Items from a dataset
## begin
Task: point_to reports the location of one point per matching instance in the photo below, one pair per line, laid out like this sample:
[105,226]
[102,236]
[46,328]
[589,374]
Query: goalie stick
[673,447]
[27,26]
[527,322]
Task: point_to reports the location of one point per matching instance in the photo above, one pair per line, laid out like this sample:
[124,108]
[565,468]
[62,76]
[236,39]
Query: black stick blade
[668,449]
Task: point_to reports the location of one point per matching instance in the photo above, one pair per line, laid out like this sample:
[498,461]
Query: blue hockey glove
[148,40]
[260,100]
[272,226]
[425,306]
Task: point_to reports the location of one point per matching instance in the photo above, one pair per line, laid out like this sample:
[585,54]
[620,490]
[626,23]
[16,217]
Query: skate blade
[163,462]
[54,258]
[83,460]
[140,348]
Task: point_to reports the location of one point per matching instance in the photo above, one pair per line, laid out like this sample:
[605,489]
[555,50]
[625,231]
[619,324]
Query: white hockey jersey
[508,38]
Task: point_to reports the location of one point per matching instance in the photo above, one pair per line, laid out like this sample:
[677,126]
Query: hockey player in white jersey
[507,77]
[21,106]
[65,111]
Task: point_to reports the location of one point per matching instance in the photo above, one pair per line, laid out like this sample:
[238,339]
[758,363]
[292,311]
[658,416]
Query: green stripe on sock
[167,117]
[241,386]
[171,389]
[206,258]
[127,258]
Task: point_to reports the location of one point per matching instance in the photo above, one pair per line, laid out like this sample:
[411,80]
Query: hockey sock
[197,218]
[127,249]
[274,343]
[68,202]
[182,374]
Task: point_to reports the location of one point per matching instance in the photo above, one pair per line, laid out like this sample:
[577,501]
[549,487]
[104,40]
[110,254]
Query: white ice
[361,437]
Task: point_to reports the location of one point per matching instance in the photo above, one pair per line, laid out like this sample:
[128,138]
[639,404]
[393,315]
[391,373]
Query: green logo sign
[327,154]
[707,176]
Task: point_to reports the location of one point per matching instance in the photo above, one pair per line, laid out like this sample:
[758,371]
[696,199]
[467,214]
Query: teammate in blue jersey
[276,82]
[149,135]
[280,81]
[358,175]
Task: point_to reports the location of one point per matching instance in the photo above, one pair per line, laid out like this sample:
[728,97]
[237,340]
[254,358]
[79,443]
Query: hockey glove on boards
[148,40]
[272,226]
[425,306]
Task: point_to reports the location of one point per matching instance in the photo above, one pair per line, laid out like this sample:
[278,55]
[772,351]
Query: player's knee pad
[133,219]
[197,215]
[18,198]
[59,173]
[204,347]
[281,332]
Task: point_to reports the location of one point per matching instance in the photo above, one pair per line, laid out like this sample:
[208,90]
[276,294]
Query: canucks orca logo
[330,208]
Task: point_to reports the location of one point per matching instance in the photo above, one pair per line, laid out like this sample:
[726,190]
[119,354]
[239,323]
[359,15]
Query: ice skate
## end
Goal :: Write out every line of the material again, exactly as it reads.

Solution ::
Task: point_to reports the location of one point per matching instance in the photo below, one pair per line, laid out like this sample:
[105,226]
[102,236]
[46,328]
[589,374]
Query: goalie stick
[673,447]
[27,26]
[527,322]
Task: point_to reports the location of one point per matching instance in the photo above, one pair per line, laid out like this sample:
[124,108]
[565,468]
[62,76]
[236,39]
Query: black stick blade
[668,449]
Task: point_to reports the location of one point per matching instance in the photo above, one pair per line, laid out like this sample:
[498,461]
Query: blue hockey glove
[148,40]
[260,100]
[272,226]
[425,306]
Task: point_to reports the location of one point per matching instance in the photo above, one pair per line, laid out like this sample:
[585,54]
[620,490]
[626,23]
[16,217]
Query: skate blade
[163,462]
[54,258]
[83,460]
[140,348]
Task: point_to reports the location of one point per matching instance in the photo above, one pair per line, laid out like this sample:
[605,489]
[555,50]
[625,231]
[619,324]
Query: white hockey jersey
[508,38]
Task: point_to reports the location of one point per matching instance in the photo above, one pair per line, laid out like this sample:
[677,126]
Query: hockey player in white jersey
[507,77]
[21,106]
[65,111]
Task: point_to reports the location of one point per matching instance in the photo above, one pair per line, laid out like this sample:
[238,339]
[758,363]
[292,311]
[658,416]
Query: green stripe on sock
[167,117]
[241,386]
[171,389]
[206,258]
[127,258]
Task: point_to reports the location of one point per matching instance in the photo above, one pair per line, laid out like this sample:
[411,80]
Query: hockey sock
[197,218]
[127,249]
[274,343]
[68,202]
[182,374]
Task: point_to reports the location of one point per matching instance in the photo above, one pair per line, laid out like this sample:
[577,501]
[549,487]
[104,40]
[110,254]
Query: white ice
[361,437]
Task: point_to reports the location of one point per matching instance in the photo above, one pair per line, laid out like this sample:
[128,138]
[639,404]
[393,315]
[391,373]
Query: green logo sign
[327,154]
[707,176]
Task: point_to reports the location of one point per matching instance in the photo above, one pair per line, laid out like this sample:
[758,371]
[696,199]
[467,214]
Query: teammate in blue jersey
[276,82]
[149,135]
[280,81]
[358,175]
Task: point_to reports the location of one point per matching instance in the photo above, one pair per line, laid out like this sample:
[728,97]
[237,340]
[254,358]
[79,443]
Query: hockey glove on boards
[148,40]
[272,226]
[425,306]
Task: point_to reports the location of one point per matching instance in the photo above, one pair per line, laid out like this sample:
[278,55]
[772,351]
Query: player's knee pad
[133,219]
[197,215]
[18,198]
[59,173]
[204,347]
[281,332]
Task: point_to reports the location of one point per matching instance in the photo above, one pair per line, laid out like this sample:
[208,90]
[276,294]
Query: canucks orca logo
[330,208]
Task: point_to reports the location of one point per matching instance in the photo above, one pair per line, laid out like this sample:
[726,190]
[119,354]
[239,323]
[359,15]
Query: ice skate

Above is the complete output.